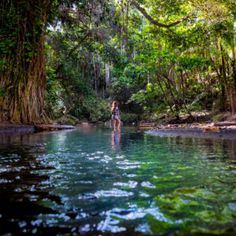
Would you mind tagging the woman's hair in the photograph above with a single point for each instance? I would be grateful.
(114, 104)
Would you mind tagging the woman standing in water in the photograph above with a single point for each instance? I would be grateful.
(115, 116)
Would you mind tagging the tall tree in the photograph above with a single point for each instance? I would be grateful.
(22, 78)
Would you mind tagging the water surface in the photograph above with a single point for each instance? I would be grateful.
(97, 182)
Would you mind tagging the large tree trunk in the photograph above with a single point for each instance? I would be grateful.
(23, 80)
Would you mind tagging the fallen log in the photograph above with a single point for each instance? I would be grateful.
(53, 127)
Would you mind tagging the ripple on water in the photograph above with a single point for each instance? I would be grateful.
(130, 184)
(113, 193)
(147, 184)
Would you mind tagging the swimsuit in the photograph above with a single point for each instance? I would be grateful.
(115, 114)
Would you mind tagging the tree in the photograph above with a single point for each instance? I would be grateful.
(23, 25)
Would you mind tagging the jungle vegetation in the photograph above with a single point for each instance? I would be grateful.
(155, 57)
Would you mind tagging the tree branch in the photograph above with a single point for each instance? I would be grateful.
(153, 21)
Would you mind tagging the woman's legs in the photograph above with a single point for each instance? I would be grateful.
(116, 124)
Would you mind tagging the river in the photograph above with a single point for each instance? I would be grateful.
(96, 182)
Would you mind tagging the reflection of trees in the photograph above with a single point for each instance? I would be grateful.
(21, 186)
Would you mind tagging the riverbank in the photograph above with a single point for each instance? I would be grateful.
(11, 129)
(220, 130)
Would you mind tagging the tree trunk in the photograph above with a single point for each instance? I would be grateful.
(23, 81)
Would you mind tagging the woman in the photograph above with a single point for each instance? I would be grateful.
(115, 116)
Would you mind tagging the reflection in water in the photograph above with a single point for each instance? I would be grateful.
(116, 140)
(73, 182)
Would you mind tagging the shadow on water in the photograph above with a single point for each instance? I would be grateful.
(99, 182)
(22, 191)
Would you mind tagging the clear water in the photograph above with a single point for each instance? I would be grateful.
(95, 182)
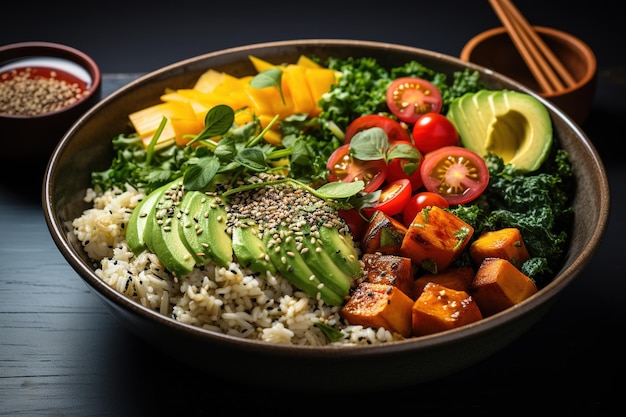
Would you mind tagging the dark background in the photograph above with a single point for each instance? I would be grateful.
(61, 353)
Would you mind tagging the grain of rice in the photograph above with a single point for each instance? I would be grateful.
(228, 300)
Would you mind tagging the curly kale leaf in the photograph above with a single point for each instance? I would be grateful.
(129, 165)
(362, 88)
(538, 204)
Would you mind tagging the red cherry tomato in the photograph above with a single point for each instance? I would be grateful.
(343, 167)
(393, 198)
(409, 168)
(355, 222)
(392, 128)
(457, 174)
(408, 98)
(434, 130)
(420, 201)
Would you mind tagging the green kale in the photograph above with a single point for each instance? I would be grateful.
(362, 88)
(129, 165)
(538, 204)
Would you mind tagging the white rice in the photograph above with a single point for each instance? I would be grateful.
(227, 300)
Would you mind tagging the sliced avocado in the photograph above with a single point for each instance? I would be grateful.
(282, 250)
(322, 264)
(514, 125)
(341, 249)
(140, 221)
(203, 228)
(165, 240)
(250, 250)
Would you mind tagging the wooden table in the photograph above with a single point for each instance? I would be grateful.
(62, 353)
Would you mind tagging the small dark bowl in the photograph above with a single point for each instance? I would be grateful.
(495, 50)
(35, 135)
(87, 147)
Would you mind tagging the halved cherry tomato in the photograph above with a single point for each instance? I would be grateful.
(393, 198)
(392, 128)
(420, 201)
(398, 168)
(457, 174)
(343, 167)
(408, 98)
(434, 130)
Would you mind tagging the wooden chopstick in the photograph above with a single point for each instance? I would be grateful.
(541, 61)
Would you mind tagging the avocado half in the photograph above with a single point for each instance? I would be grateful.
(513, 125)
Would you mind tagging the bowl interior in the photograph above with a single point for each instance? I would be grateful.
(81, 152)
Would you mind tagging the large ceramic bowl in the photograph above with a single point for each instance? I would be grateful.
(87, 147)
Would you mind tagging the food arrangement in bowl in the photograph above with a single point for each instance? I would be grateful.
(293, 199)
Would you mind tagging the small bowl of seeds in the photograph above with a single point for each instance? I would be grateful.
(44, 88)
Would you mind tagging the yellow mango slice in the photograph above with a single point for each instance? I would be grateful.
(147, 121)
(319, 80)
(259, 64)
(295, 81)
(208, 80)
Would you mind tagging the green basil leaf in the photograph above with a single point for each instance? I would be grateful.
(252, 158)
(200, 174)
(369, 144)
(271, 77)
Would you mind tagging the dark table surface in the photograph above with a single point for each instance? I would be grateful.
(62, 353)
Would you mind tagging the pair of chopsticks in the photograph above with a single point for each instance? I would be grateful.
(545, 66)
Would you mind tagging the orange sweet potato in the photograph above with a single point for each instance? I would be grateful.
(456, 278)
(505, 243)
(389, 269)
(383, 234)
(498, 285)
(439, 308)
(435, 239)
(379, 305)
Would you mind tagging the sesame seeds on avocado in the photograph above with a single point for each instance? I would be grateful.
(513, 125)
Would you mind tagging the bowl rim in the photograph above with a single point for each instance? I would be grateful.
(18, 50)
(545, 296)
(582, 47)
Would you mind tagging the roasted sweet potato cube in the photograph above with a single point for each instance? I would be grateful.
(456, 278)
(389, 269)
(498, 285)
(439, 308)
(379, 305)
(435, 239)
(383, 234)
(505, 243)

____________

■ TASK DESCRIPTION
Please arrange everything from the line containing "Would you mind tagging the orange" down to the end of the listing above as a numbered list, leaving out any blank lines.

■ SOLUTION FOR THIS EXERCISE
1. Would you mind tagging the orange sweet potato in the photograph above with a single point for each instance? I would be grateful.
2. (456, 278)
3. (505, 243)
4. (389, 269)
5. (383, 234)
6. (498, 285)
7. (439, 308)
8. (435, 239)
9. (379, 305)
10. Would you mind tagging the sesame seeds on avocado in the photograph above with a single point for each instance? I would be grateful.
11. (513, 125)
12. Would you mind tagging the bowl rim in the photograph above with a single point for each instance? I would be grateful.
13. (18, 50)
14. (545, 296)
15. (582, 47)
16. Would you mind tagging the roasted sweet potato cube in the photograph above with a single point for each instance? I would be grateful.
17. (456, 278)
18. (389, 269)
19. (498, 285)
20. (439, 308)
21. (379, 305)
22. (435, 239)
23. (383, 234)
24. (505, 243)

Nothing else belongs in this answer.